▶ **Directions**:
A: Output, word for word, the part of the Cushing's disease text from "We present the" to "(2018) were performed.".
B: For each statement below, answer yes or no to whether the Cushing's disease text agrees with it, and quote the deciding words from the text: (i) The patient whose care is presented is a 35-year-old woman. (ii) The CyberKnife radiotherapy was performed in 2014. (iii) Much is known about the management of patients with CS and COVID-19 infection.
===== Source extract
The clinical presentation of coronavirus disease 2019 (COVID-19) ranges from asymptomatic illness to severe respiratory failure requiring admission to the intensive care unit. The rate of morbidity and mortality is higher among patients with obesity, cardiometabolic disease, and immunodeficiency [1–3]. These conditions are very common among patients with Cushing’s Syndrome (CS) [1, 2], making COVID-19 infection especially dangerous. Thus COVID-19 infection among patients with CS is a state of special emergency worth further consideration. Little is known about the risk and management of patients with CS and COVID-19 infection [4, 5].
We present the complex care of a 35-year-old woman with active Cushing’s disease (CD) and COVID-19 infection.
She presented at the age of 28 years with clinical and biochemical signs of hypercortisolaemia due to a corticotroph pituitary neuroendocrine tumour (PiTNET). Subsequently, non-radical transsphenoidal surgery (2014) and CyberKnife radiotherapy (2018) were performed.
==========
===== Data under study
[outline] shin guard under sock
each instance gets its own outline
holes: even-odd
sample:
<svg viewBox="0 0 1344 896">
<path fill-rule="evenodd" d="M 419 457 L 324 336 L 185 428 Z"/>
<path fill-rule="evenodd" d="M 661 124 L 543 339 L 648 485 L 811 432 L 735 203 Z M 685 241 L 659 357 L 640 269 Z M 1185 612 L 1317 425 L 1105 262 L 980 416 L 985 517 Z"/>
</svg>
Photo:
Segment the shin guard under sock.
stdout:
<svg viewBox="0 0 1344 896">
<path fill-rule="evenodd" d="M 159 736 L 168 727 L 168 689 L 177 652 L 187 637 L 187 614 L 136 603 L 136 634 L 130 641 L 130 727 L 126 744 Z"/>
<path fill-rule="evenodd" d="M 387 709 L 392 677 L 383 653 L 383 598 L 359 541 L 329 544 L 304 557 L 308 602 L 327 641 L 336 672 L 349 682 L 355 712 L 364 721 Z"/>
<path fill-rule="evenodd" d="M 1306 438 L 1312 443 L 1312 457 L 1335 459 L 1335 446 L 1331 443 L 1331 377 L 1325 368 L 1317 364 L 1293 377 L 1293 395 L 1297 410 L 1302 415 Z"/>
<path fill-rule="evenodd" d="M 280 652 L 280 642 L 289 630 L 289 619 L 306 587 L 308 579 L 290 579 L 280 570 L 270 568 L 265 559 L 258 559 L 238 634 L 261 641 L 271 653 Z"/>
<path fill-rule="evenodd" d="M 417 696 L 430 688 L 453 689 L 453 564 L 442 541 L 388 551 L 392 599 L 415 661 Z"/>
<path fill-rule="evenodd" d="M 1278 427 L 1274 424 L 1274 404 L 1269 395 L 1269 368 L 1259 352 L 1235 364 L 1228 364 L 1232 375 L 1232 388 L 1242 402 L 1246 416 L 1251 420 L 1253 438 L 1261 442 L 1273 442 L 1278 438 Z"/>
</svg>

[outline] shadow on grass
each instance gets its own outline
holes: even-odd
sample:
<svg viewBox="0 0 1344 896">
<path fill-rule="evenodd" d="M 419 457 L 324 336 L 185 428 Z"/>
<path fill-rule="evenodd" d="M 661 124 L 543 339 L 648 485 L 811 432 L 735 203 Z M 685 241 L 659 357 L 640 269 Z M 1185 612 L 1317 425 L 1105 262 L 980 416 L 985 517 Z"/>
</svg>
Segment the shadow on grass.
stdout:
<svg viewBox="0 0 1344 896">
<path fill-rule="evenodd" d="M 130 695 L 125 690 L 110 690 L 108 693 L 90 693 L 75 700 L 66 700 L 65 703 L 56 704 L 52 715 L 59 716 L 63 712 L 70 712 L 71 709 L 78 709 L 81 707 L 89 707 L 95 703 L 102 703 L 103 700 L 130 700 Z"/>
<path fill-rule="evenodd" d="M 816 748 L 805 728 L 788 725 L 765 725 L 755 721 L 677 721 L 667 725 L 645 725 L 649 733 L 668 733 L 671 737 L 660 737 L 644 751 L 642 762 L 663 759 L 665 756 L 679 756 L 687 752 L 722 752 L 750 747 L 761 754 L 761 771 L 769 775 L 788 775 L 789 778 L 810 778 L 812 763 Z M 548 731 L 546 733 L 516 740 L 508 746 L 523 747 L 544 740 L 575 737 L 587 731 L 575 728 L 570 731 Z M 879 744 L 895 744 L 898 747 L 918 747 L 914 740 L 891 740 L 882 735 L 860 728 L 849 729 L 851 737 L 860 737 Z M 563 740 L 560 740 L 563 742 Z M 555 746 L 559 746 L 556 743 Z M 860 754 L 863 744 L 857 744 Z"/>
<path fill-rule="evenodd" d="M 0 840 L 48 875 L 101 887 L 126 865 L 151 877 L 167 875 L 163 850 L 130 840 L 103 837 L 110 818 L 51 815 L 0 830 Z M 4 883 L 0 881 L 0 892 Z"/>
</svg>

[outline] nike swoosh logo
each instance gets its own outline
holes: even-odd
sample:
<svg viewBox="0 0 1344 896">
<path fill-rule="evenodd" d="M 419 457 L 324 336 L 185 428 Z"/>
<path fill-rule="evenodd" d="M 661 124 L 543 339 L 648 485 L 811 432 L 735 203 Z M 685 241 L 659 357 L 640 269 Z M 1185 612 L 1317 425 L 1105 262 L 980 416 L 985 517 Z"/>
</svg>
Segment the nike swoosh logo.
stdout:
==========
▶ **Answers by task**:
A:
We present the complex care of a 35-year-old woman with active Cushing’s disease (CD) and COVID-19 infection.
She presented at the age of 28 years with clinical and biochemical signs of hypercortisolaemia due to a corticotroph pituitary neuroendocrine tumour (PiTNET). Subsequently, non-radical transsphenoidal surgery (2014) and CyberKnife radiotherapy (2018) were performed.

B:
(i) Yes: "We present the complex care of a 35-year-old woman with active Cushing’s disease (CD) and COVID-19 infection."
(ii) No: "non-radical transsphenoidal surgery (2014) and CyberKnife radiotherapy (2018) were performed."
(iii) No: "Little is known about the risk and management of patients with CS and COVID-19 infection [4, 5]."